** What you are asked to do **
Starting at the line containing "Point out the metal fence" and ending at the line containing "(1096, 192)", reproduce every line of the data below, keeping the text lines (and the sample coordinates inside them) unchanged. On each line that holds only a coordinate pair, multiply both numbers by 0.25 and round to whole numbers, with halves rounding up.

** Records in a dataset **
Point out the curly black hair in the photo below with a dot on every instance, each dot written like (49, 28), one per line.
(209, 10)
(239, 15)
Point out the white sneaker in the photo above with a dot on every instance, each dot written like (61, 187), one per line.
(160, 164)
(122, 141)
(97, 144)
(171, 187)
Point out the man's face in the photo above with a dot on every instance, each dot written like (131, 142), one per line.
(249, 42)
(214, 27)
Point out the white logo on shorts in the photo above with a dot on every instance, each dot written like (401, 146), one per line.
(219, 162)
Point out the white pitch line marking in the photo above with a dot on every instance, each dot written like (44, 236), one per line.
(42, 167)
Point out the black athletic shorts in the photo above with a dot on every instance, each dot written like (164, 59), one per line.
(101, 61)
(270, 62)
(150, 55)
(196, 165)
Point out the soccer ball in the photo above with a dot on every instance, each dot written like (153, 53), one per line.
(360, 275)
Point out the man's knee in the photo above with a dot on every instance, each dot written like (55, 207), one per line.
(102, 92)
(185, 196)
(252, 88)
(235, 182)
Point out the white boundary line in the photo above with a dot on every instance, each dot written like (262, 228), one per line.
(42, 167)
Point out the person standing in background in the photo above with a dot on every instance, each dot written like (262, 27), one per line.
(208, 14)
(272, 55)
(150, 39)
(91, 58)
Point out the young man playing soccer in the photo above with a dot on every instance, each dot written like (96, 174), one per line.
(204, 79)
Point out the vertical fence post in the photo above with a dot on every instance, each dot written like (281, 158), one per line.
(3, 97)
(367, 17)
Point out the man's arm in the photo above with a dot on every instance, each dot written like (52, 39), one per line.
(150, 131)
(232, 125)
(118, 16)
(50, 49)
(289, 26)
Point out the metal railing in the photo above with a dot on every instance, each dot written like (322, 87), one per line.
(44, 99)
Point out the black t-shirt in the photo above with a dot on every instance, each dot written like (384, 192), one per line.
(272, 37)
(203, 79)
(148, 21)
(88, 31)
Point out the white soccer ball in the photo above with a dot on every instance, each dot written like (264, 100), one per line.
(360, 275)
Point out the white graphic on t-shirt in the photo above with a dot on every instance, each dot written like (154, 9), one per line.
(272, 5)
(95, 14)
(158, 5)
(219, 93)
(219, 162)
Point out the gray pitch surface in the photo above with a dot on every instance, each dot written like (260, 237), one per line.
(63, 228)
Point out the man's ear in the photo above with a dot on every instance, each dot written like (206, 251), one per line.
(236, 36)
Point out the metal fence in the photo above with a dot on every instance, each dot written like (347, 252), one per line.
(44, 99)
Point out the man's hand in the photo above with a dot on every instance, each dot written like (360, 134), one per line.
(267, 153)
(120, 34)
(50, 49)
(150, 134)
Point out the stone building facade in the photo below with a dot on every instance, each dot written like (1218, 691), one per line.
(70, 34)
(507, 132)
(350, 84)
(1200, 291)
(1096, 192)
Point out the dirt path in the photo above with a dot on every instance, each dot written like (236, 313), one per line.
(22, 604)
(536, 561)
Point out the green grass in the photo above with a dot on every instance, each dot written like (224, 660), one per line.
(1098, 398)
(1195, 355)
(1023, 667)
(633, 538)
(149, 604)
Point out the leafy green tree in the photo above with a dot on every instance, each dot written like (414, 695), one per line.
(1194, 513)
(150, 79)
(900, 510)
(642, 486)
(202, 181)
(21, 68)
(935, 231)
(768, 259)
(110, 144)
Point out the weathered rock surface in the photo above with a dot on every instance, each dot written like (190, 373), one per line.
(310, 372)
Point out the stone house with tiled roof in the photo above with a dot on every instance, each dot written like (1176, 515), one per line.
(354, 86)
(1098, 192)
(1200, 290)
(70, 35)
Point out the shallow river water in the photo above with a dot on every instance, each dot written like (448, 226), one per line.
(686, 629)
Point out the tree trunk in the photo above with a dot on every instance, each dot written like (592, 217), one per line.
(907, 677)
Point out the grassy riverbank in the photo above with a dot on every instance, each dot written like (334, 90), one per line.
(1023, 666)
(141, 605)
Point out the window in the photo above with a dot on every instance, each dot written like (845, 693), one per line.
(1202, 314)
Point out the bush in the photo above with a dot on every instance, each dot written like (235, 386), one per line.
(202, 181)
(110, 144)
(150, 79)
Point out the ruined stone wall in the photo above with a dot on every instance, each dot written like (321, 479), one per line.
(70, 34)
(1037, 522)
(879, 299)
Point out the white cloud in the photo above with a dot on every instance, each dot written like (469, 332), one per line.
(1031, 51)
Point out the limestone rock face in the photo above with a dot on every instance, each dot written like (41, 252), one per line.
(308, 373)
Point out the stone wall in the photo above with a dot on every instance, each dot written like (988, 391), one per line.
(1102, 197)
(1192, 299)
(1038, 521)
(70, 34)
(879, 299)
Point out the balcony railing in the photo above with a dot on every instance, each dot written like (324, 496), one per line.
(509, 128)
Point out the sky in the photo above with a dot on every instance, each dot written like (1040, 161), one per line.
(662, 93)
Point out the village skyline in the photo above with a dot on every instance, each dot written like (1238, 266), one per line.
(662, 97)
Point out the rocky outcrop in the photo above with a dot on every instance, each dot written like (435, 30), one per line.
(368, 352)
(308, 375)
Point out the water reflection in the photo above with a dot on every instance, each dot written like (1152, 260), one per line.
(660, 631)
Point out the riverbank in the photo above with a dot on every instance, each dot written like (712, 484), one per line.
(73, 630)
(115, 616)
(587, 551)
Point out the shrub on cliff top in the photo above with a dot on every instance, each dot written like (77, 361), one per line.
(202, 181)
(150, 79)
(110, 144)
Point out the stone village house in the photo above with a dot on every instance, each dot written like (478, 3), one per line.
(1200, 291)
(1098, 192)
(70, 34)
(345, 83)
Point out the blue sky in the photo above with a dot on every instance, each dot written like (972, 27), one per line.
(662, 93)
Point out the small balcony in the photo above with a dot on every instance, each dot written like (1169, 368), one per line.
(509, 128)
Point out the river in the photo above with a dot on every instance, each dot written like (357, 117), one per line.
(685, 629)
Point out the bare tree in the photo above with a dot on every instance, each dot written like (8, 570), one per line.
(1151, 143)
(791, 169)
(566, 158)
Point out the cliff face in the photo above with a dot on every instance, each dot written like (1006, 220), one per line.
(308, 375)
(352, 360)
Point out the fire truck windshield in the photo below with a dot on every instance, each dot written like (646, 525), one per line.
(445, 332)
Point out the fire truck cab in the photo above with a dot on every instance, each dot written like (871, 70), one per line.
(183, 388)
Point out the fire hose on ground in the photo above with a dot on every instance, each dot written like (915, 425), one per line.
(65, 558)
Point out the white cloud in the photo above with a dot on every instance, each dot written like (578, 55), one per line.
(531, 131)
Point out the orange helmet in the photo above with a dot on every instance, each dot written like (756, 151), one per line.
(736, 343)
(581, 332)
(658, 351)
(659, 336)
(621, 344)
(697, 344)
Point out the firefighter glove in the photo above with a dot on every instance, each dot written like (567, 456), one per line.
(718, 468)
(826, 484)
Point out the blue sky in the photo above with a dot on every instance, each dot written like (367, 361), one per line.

** Finished task **
Point out the metal fence in the photo above with a dot on every instance, each dot written like (347, 252), one per line.
(11, 25)
Point out the man's hand in the photo above with a dot on every instance, each dot written like (360, 134), one per line.
(67, 38)
(30, 9)
(13, 12)
(38, 34)
Point out the stone building facade in the photo below with a dot on every instance, each dot written like (1218, 691), one per line.
(18, 9)
(127, 33)
(88, 21)
(300, 73)
(274, 48)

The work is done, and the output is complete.